ASSIGNMENT 1> List every position the news notes say is open in the staff association election.
ASSIGNMENT 2> Extract the stretch of the news notes from "Tomorrow's the deadline" through "at ext. 3566.", copying it word for word.

Just a few other notes today

There's an update on a problem that had been facing the school of optometry, as mentioned here a couple of days ago. William Bobier, director of the school and associate dean of science, writes: "I am happy to report that through the vigilant efforts of this university, the issue around optometry students attending externships in the United States has been resolved with the US Consulate in Toronto. Over the next few weeks, a number of final year Optometry students will once more be attending extern sites in the United States. The suspension of the US externships allowed us the opportunity to develop and sustain a number of new extern sites within Canada. I add this update for the sake of those interested in the Optometry program who could make the wrong inference regarding the current status of the externship program."

Tomorrow's the deadline for nominations as the UW staff association prepares to choose its leaders for the coming year. Positions open include vice-president, secretary, treasurer, two directors, and a president-elect. President of the association in 2004-05 will be Avril McVicar of the distance and continuing education office, who was chosen at this time last year. A yellow nomination form was sent to association members recently, and must be returned by tomorrow with signatures of the nominator and two seconders. "Please," says the form, "run for office or nominate a worthy colleague." Last-minute information should be available from the association office at ext. 3566.

Referring expression data:
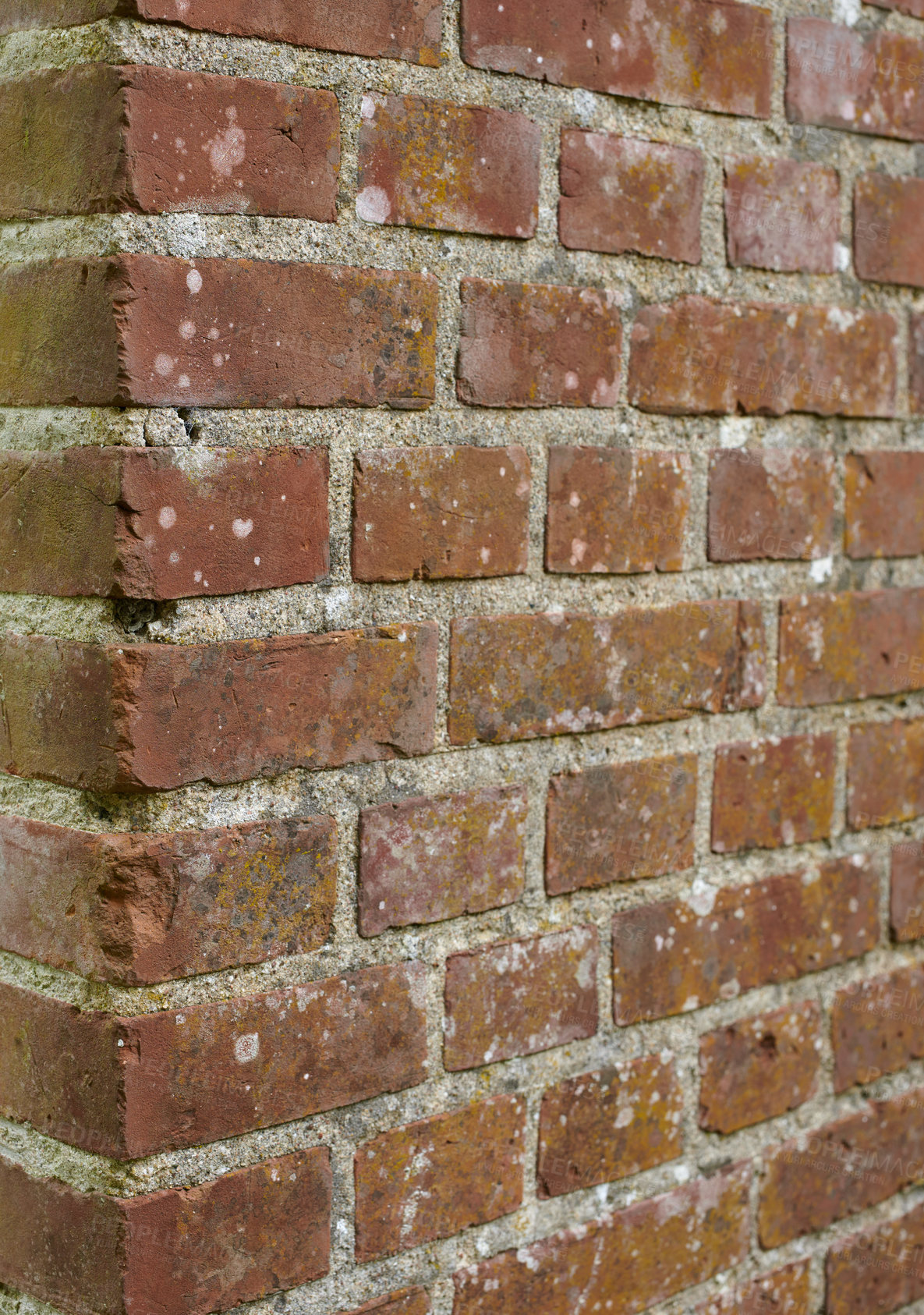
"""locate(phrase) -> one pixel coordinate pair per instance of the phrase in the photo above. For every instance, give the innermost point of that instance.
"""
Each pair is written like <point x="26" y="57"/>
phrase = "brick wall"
<point x="462" y="658"/>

TASK ANSWER 1> vice-president, secretary, treasurer, two directors, president-elect

TASK ANSWER 2>
Tomorrow's the deadline for nominations as the UW staff association prepares to choose its leaders for the coming year. Positions open include vice-president, secretary, treasurer, two directors, and a president-elect. President of the association in 2004-05 will be Avril McVicar of the distance and continuing education office, who was chosen at this time last year. A yellow nomination form was sent to association members recently, and must be returned by tomorrow with signatures of the nominator and two seconders. "Please," says the form, "run for office or nominate a worthy colleague." Last-minute information should be available from the association office at ext. 3566.